**EXERCISES**.
• 1. According to the MPU meeting notes, what does Alastair still need to add for when machines are disposed?
• 2. Summarize the MPU meeting notes in two sentences.
• 3. Translate this sentence from the MPU meeting notes into French: "Tartarus has gone live and the old system is now in read only mode."

## BEGIN DOCUMENT SECTION

MPU Meeting Wednesday 16th May 2018

Inventory

Tartarus has gone live and the old system is now in read only mode. We still need to update the location of the lcfg data feed.

Alastair noticed that he still needs to add a ii dispose command for when machines are disposed, he doesn't think it will take too much effort.

Also there is an issue with the reuse of MAC addresses which occurs rarely, in particular we have a VM which is using a MAC which was originally allocated to a desktop machine which still appears in the supplier report. Can we workaround this using the fact that the machine has been disposed?

Alastair needs to have a meeting with Support once they've had some experience of using the ii tools. Also need to improve the documentation. Stephen needs to add a link to the client reports on the front page of the web interface and link from the ii detailed view.

Virtual Desktop

Nothing happened. Stephen plans to find some time next week to get this finished.

LCFG Profile Security

The support for Kerberos authentication in the installer has been reworked to kinit twice, the first time for the usual TGT and the second time for the kadmin/admin service principal. To support this approach the kdcregister tool has been modified to take a new command line option with which the path to a credentials cache can be specified (see bug#1068 for details).

A change has been made to the new sysconfig file which is used when managing rdxprof through systemd so that it is now a bit quieter and doesn't write info messages to the console. The boot order for the dns and client components has also been tweaked so that when there is a local named service it should be operational before the client is started and attempts to fetch profiles. When a machine is only using the local named this should help avoid a wait of 10 minutes before the first successful profile fetch after boot.

## END DOCUMENT SECTION
## BEGIN DATASET EXTRACT

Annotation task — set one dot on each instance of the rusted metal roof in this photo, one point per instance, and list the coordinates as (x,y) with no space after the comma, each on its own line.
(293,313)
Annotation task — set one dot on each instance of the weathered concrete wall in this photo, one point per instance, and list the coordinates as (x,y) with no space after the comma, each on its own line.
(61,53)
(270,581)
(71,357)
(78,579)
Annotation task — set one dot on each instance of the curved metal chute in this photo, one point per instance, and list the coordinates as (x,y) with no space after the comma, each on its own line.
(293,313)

## END DATASET EXTRACT
## BEGIN DATASET EXTRACT

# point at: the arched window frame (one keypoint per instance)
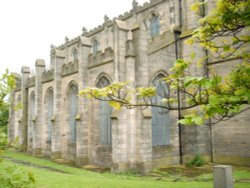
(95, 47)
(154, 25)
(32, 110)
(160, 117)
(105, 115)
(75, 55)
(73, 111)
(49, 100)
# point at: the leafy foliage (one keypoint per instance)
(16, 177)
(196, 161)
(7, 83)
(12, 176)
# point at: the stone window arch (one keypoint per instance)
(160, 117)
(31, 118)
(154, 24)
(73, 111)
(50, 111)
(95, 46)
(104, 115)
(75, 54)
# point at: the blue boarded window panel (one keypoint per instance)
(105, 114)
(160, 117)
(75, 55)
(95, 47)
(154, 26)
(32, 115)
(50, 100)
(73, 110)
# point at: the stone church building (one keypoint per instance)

## END DATASET EXTRACT
## BEGIN DATASET EXTRACT

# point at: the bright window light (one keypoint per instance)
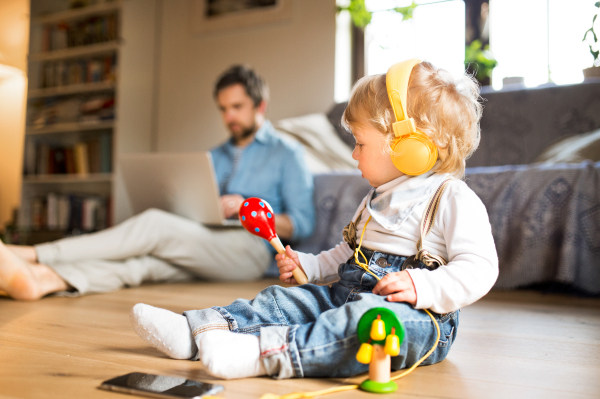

## END DATASET EXTRACT

**THE RESULTS**.
• 1. An ii dispose command.

• 2. Tartarus has gone live with the old inventory system now read-only, and remaining work includes updating the lcfg data feed location, adding an ii dispose command, handling rare MAC address reuse, and improving documentation and links in the web interface. For LCFG profile security, the installer now runs kinit twice for Kerberos authentication, the kdcregister tool accepts a credentials cache path, the rdxprof sysconfig file is quieter, and the dns and client boot order was adjusted to avoid a 10-minute wait for the first profile fetch.

• 3. Tartarus est entré en service et l'ancien système est maintenant en mode lecture seule.